For pos_type == 0 typical examples for many hits are members of the following word collection. You see the common 3-char-grams at the beginning, in the middle and at the end of the words:

verbindungsbauten, verbindungsfesten, verbindungskanten, verbindungskarten, verbindungskasten,
verbindungsketten, verbindungsknoten, verbindungskosten, verbindungsleuten, verbindungslisten,
verbindungsmasten, verbindungspisten, verbindungsrouten, verbindungsweiten, 
verbindungszeiten,
verfassungsraeten, verfassungstexten, verfassungswerten, verfolgungslisten, verfolgungsnoeten, 
verfolgungstexten, verfolgungszeiten, verführungsküsten, vergnügungsbauten, vergnügungsbooten,
vergnügungsfesten, vergnügungsgarten, vergnügungsgärten, verguetungskosten, verletzungsnoeten, 
vermehrungsbauten, vermehrungsbeeten, vermehrungsgarten, vermessungsbooten, vermessungskarten,
vermessungsketten, vermessungskosten, vermessungslatten, vermessungsposten, vermessungsseiten,
vermietungslisten, verordnungstexten, verpackungskisten, verpackungskosten, verpackungsresten,
verpackungstexten, versorgungsbauten, versorgungsbooten, versorgungsgarten, versorgungsgärten,
versorgungshütten, versorgungskarten, versorgungsketten, versorgungskisten, versorgungsknoten,
versorgungskosten, versorgungslasten, versorgungslisten, versorgungsposten, versorgungsquoten,
versorgungsrenten, versorgungsrouten, versorgungszeiten, verteilungseliten, verteilungskarten,
verteilungskosten, verteilungslisten, verteilungsposten, verteilungswerten, vertretungskosten,
vertretungswerten, vertretungszeiten, vertretungsärzten, verwaltungsbauten, verwaltungseliten,
verwaltungskarten, verwaltungsketten, verwaltungsknoten, verwaltungskonten, verwaltungskosten, 
verwaltungslasten, verwaltungsleuten, verwaltungsposten, verwaltungsraeten, verwaltungstexten,
verwaltungsärzten, verwendungszeiten, verwertungseliten, verwertungsketten, verwertungskosten,
verwertungsquoten

For pos_type == 5 we get the following example words with many hits:

almbereich, altbereich, armbereich, astbereich, barbereich, baubereich, 
biobereich, bobbereich, boxbereich, busbereich, bußbereich, dombereich,
eckbereich, eisbereich, endbereich, erdbereich, essbereich, fußbereich,
gasbereich, genbereich, hofbereich, hubbereich, hutbereich, hörbereich,
kurbereich, lötbereich, nahbereich, oelbereich, ohrbereich, ostbereich,
radbereich, rotbereich, seebereich, sehbereich, skibereich, subbereich,
südbereich, tatbereich, tonbereich, topbereich, torbereich, totbereich,
türbereich, vorbereich, webbereich, wegbereich, zoobereich, zugbereich,
ökobereich

Intermediate conclusion for tokens longer than 9 letters

From what we found above something like “0 <= pos-type <= 4" and "pos_type =7" are preferable choices for the positions of the 3-char-grams in longer words. But even if we have to vary the positions a bit more, we get on average reasonably short hit lists.

- [TASK DESCRIPTION] Print the passage from the 3-char-gram text between "Intermediate conclusion for" and "short hit lists.", inclusive.

- [PROVIDED INFORMATION]
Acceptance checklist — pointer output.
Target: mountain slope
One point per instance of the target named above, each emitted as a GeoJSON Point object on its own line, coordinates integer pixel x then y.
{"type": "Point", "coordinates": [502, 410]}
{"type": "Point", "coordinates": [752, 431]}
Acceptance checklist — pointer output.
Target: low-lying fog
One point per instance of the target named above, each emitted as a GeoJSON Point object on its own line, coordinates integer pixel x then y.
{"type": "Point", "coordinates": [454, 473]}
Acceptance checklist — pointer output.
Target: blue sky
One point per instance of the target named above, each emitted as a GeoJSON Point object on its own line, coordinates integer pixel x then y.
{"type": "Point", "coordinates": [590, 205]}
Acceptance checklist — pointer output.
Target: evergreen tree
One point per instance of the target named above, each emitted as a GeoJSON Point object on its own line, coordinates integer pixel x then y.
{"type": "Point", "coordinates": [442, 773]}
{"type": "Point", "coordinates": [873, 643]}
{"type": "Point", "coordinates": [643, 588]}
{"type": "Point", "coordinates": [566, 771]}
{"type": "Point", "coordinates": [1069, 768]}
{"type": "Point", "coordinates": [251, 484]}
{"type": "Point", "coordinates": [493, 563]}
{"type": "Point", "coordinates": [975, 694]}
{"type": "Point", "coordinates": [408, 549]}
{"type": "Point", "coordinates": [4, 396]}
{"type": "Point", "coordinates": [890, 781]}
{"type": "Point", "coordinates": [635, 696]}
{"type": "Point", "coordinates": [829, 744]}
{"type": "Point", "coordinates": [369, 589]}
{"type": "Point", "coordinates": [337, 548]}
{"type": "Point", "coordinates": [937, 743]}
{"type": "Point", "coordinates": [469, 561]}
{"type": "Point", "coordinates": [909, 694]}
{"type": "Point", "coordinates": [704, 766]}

- [SOLVED EXERCISE]
Intermediate conclusion for tokens longer than 9 letters

From what we found above something like “0 <= pos-type <= 4" and "pos_type =7" are preferable choices for the positions of the 3-char-grams in longer words. But even if we have to vary the positions a bit more, we get on average reasonably short hit lists.